## [Source passage]
+ + + + + + +
By David Brehmer
STANDOUT TRACKS: “Canada,” “Black Valley Fight,” “Minx”
Recommended If You Like: Catchy pop with a post-punk twist
With their sophomore album Cities Can Wait, out April 5th, North Texas outfit The Demigs have created a sound clearly born of elder statesmen, but possessing a unique chemistry and energy all its own.
The album kicks off at once louder and softer that one expects, the initial cleanly strummed chords of “Red Palomino” snap quickly to a bright, forceful noise of disortion and reverb of mid-’90s proportions, only to fall away again to make room for Demiligio’s gentle, polished vocal. The album rides the loudquietloud wave throughout, building layers of fuzz on a solid, time-honored pop foundation. Filled with catchy hooks and quirky lyrics, the band strides confidently along the line between Brit Pop sheen and post-punk noise throughout the album’s first half.
With “Black Valley Fight,” an editorial on the nature of piety and sobriety, the tempo and mood start to shift. The pulsing Southern boogie lick of the verse erupts into an explosive buzzsaw chorus. This is the first appearance of out and out aggression, and the sudden range grabs the listener immediately. From that point on genres blend more freely, and the emotional arc of the album comes into focus.
+ + + + + + +
## [Input data]

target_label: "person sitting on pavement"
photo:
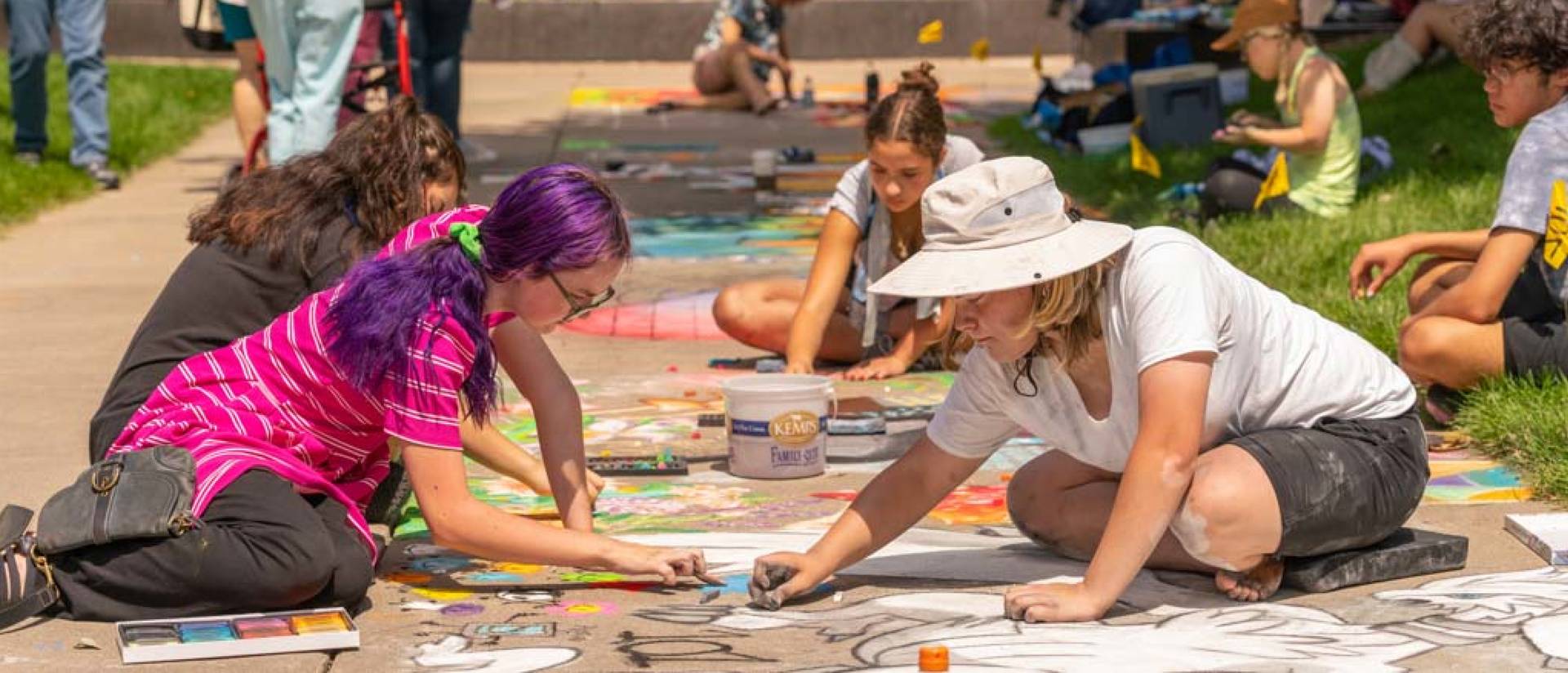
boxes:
+ + + + + + +
## [Problems to work on]
(a) Summarize the review of Cities Can Wait in two sentences.
(b) Answer these questions from the review of Cities Can Wait:
(i) On what date does the album come out?
(ii) Which song opens the album?
(iii) What kind of lick drives the verse of "Black Valley Fight"?
(c) Carry the review of Cities Can Wait forward from its final sentence, covering the album's second half.

## [Answers to the exercises]
(a) The Demigs' second album, Cities Can Wait, has a sound born of elder statesmen but with its own chemistry and energy, and its first half moves between quiet and loud passages, laying fuzz over catchy pop. Starting with "Black Valley Fight," the tempo and mood shift toward open aggression, after which genres blend more freely and the album's emotional arc comes into focus.

(b)
(i) April 5th
(ii) "Red Palomino"
(iii) A pulsing Southern boogie lick

(c)
Starting side B, the tender, breezy “Both Hands Out” features steel guitar, banjo, fiddle and a bouncing, Country-Western bass line backing up a tightly constructed, medium-paced pop gem of a vocal line. Immediately after comes “Minx,” where minor-key fuzz introduces a decidedly darker tone, filled with a lush mix of piano and wailing, reverb-laden leads that owes more to classic shoegaze than the bright rock of earlier tracks. “Chambers Full of Tracers” follows, a dark, quiet, fingerpicking sketch that is pure country-folk. The lyrics and tone slide slowly closer to melancholy throughout the second side, but the energy never lags.
Recorded and produced by the band, Cities Can Wait was created over a period of four years, and it shows. The lush production is dense, but never overcrowded. The layers of instrumentation are subtle and complimentary, experimenting with everything from phased out synthesizers to glockenspiel to the aforementioned banjo, and the band never loses sight of its strength amongst the noise. Their keen ability to craft tight, catchy pop songs anchors the album throughout, from the bright, open chords of the opening tracks, to the more melancholy second half. The Demigs succeed not by creating something wholly new, but by taking what is long familiar and making it sound fresh.